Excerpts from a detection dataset
__________

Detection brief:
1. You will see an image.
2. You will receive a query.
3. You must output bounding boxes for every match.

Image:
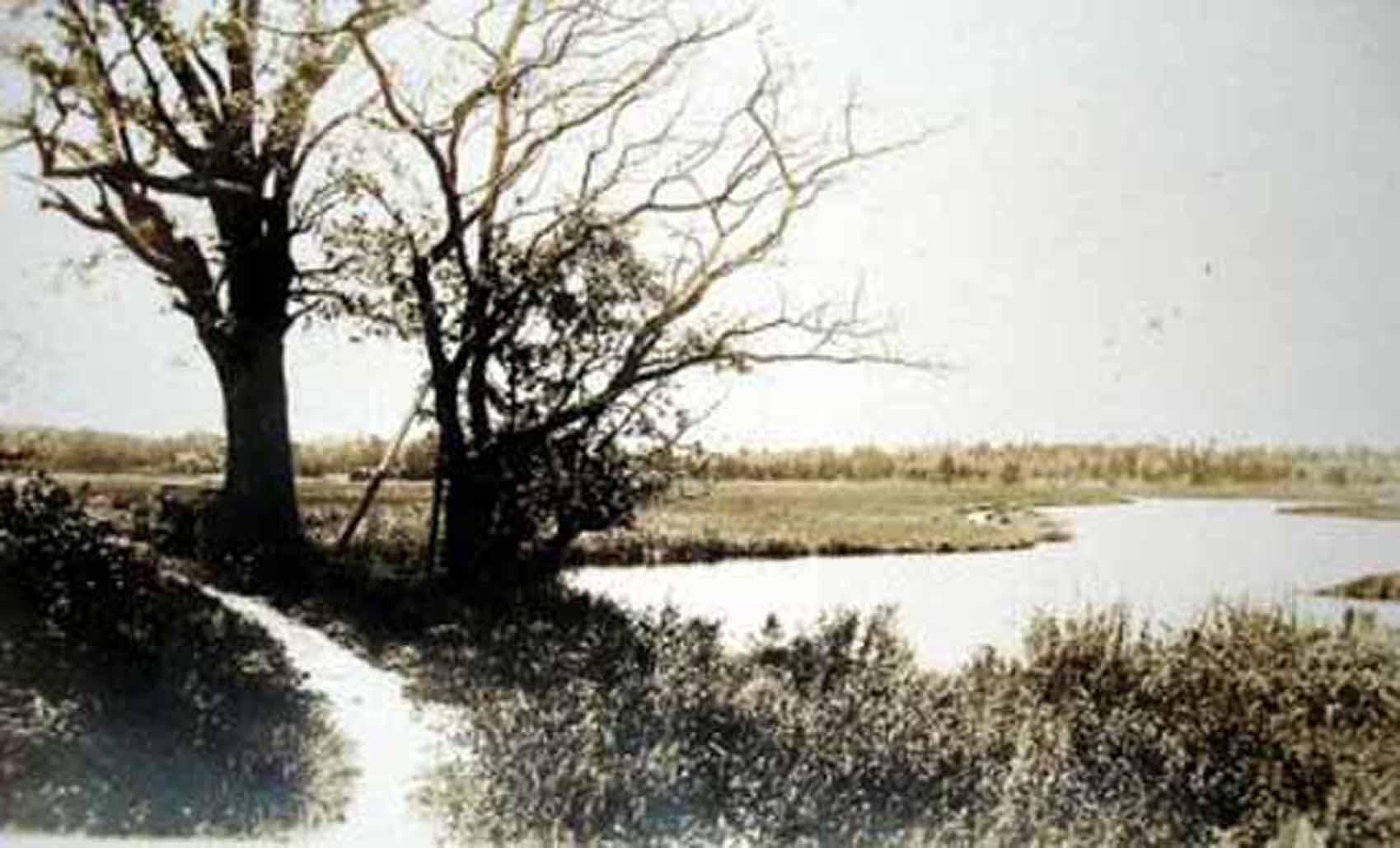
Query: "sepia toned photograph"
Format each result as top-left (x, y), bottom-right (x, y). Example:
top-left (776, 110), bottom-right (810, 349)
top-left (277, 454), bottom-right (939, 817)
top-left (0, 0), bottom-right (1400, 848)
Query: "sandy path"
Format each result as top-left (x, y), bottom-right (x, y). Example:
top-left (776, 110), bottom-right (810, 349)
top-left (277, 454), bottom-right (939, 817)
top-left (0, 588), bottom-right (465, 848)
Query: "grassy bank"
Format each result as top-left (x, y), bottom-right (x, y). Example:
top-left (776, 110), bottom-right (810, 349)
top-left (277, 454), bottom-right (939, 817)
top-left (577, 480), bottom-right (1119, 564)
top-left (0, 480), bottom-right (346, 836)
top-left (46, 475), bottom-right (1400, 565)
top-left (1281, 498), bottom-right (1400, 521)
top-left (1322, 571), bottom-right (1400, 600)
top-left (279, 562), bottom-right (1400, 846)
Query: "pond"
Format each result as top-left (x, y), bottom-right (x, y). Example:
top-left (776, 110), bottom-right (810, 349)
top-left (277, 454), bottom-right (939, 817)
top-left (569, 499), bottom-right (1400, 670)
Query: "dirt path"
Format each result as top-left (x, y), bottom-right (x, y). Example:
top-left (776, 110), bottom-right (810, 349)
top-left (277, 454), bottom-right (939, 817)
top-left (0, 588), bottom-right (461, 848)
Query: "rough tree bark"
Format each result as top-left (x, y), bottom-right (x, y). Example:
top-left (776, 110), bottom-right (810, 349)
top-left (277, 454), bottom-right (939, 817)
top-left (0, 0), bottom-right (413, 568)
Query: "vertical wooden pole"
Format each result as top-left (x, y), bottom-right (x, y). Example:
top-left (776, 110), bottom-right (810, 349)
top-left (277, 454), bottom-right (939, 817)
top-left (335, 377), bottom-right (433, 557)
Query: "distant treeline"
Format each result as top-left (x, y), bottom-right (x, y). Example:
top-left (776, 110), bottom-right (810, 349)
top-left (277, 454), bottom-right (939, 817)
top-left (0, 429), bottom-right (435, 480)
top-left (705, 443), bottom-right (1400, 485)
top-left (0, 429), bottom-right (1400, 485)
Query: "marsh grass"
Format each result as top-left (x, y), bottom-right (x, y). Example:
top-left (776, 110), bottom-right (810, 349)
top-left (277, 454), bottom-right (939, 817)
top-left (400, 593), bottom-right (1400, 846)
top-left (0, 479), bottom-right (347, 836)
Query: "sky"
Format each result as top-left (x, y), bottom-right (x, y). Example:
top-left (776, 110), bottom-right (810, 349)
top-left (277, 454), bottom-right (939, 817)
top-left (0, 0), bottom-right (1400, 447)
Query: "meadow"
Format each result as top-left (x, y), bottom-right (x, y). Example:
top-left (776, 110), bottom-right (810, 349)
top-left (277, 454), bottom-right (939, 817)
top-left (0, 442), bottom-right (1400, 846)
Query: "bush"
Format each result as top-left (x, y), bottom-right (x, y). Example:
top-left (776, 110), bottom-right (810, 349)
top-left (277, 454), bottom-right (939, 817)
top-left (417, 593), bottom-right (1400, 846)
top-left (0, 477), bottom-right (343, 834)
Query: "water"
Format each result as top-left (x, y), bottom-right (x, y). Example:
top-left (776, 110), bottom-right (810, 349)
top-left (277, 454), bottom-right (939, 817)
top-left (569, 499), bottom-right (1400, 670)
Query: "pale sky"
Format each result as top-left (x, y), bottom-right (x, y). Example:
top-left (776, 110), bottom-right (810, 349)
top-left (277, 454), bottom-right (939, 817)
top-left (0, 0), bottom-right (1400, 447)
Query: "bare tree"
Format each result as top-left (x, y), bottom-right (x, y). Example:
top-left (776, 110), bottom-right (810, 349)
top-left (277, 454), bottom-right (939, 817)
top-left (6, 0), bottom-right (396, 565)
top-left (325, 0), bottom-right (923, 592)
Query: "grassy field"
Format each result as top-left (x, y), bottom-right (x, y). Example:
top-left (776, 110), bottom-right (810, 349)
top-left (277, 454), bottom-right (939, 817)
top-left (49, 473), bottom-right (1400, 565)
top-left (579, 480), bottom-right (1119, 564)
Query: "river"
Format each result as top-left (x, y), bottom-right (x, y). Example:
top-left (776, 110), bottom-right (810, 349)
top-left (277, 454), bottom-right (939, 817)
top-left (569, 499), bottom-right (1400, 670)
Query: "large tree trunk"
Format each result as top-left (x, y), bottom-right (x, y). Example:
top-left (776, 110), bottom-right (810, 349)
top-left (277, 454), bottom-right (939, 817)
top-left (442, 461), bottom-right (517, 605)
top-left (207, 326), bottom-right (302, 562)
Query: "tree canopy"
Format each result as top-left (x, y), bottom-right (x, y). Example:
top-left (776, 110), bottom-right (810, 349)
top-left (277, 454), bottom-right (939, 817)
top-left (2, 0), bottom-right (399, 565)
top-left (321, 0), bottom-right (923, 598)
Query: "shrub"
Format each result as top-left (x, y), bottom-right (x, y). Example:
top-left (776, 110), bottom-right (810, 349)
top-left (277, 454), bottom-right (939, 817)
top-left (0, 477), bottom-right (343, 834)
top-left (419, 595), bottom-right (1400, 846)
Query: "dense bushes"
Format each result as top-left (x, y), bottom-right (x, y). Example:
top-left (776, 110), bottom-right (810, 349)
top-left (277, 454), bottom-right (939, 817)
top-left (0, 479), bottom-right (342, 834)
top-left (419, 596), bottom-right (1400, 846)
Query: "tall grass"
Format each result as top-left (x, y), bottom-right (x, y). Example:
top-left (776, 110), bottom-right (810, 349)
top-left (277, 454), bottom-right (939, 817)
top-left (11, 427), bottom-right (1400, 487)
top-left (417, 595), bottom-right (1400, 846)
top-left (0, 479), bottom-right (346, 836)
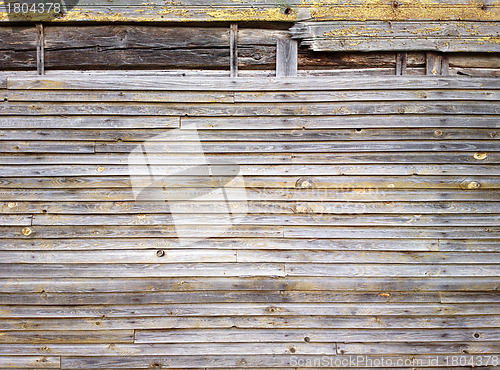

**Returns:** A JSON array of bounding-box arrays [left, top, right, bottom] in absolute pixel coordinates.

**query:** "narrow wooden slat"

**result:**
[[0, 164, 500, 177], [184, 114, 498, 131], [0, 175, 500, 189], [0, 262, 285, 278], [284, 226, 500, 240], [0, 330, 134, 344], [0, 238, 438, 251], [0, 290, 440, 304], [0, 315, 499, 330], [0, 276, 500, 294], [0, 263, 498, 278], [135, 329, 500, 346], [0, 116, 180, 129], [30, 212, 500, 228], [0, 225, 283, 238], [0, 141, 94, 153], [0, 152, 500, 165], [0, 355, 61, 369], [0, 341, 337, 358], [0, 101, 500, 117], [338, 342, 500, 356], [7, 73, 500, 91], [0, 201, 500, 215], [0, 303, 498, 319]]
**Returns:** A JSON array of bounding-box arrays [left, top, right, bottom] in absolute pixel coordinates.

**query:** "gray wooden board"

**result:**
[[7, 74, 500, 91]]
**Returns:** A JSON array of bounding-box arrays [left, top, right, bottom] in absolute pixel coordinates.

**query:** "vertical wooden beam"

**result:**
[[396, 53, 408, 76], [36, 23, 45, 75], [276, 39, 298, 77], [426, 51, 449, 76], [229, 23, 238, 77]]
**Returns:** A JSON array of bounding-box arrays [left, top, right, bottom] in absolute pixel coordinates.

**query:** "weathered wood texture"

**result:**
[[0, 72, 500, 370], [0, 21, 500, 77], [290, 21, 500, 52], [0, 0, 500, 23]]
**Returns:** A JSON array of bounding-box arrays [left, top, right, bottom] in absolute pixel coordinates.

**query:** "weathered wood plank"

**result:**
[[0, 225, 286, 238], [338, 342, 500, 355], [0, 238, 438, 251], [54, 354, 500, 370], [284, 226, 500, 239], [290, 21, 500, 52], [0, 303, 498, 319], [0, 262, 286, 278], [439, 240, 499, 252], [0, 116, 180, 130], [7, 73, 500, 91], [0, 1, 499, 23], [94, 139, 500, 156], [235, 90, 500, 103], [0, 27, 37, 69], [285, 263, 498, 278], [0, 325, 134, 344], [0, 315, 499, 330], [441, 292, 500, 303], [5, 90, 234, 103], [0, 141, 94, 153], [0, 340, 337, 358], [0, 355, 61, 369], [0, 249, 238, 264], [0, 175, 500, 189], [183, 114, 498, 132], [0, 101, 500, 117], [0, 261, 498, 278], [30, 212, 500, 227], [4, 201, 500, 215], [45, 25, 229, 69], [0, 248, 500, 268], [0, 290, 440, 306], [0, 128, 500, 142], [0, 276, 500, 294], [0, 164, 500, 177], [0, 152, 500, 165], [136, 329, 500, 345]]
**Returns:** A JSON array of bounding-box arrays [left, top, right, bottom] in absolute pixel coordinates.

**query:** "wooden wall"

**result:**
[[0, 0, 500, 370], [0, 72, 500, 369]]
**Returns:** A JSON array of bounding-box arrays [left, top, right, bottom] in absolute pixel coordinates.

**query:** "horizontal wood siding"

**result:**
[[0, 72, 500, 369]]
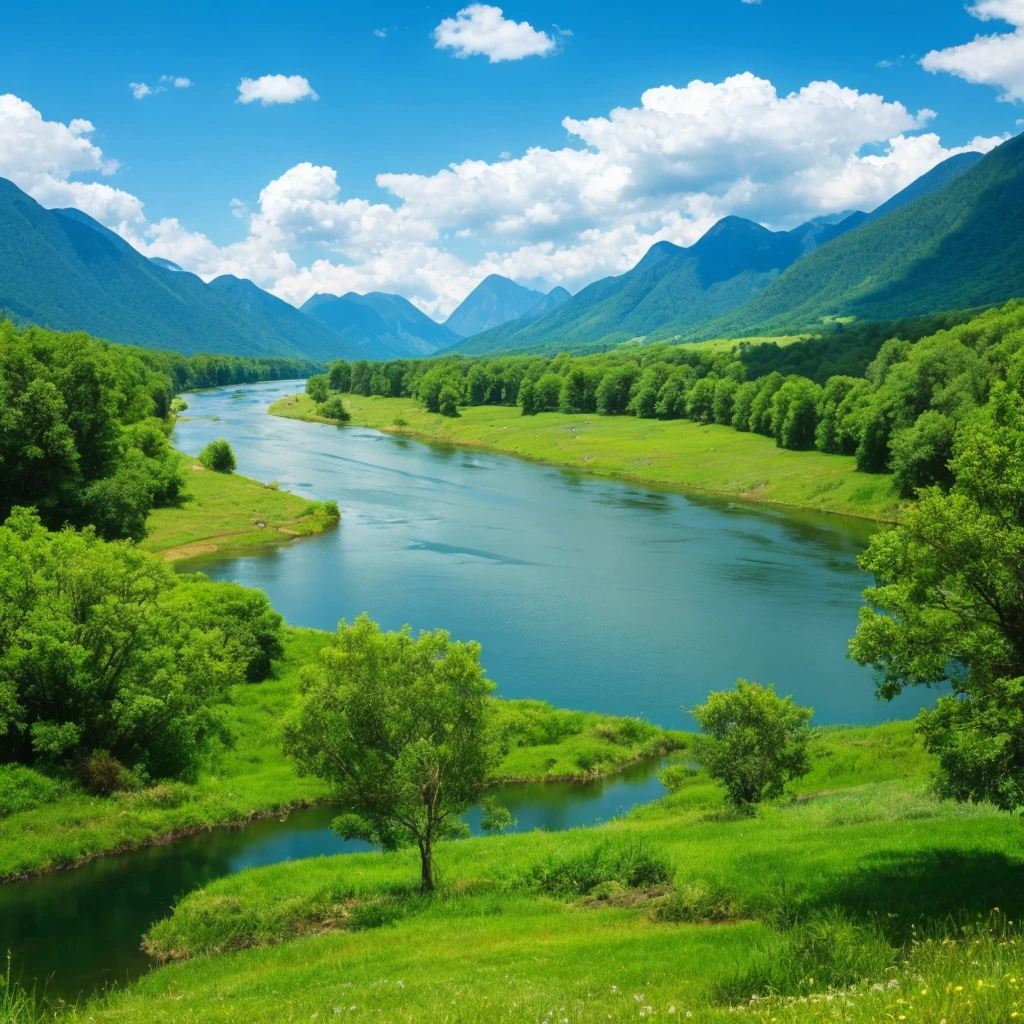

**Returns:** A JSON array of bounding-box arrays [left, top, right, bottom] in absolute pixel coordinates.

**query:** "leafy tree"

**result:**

__________

* DESCRIPTION OF THE TASK:
Return every line of the listing above that contains the string "wooden". Matching is case-sensitive.

* CORRECT ANSWER:
Query: "vertical wooden pole"
**query:** "narrow wooden slat"
**query:** "gray wooden board"
**query:** "vertical wooden beam"
**query:** "wooden wall"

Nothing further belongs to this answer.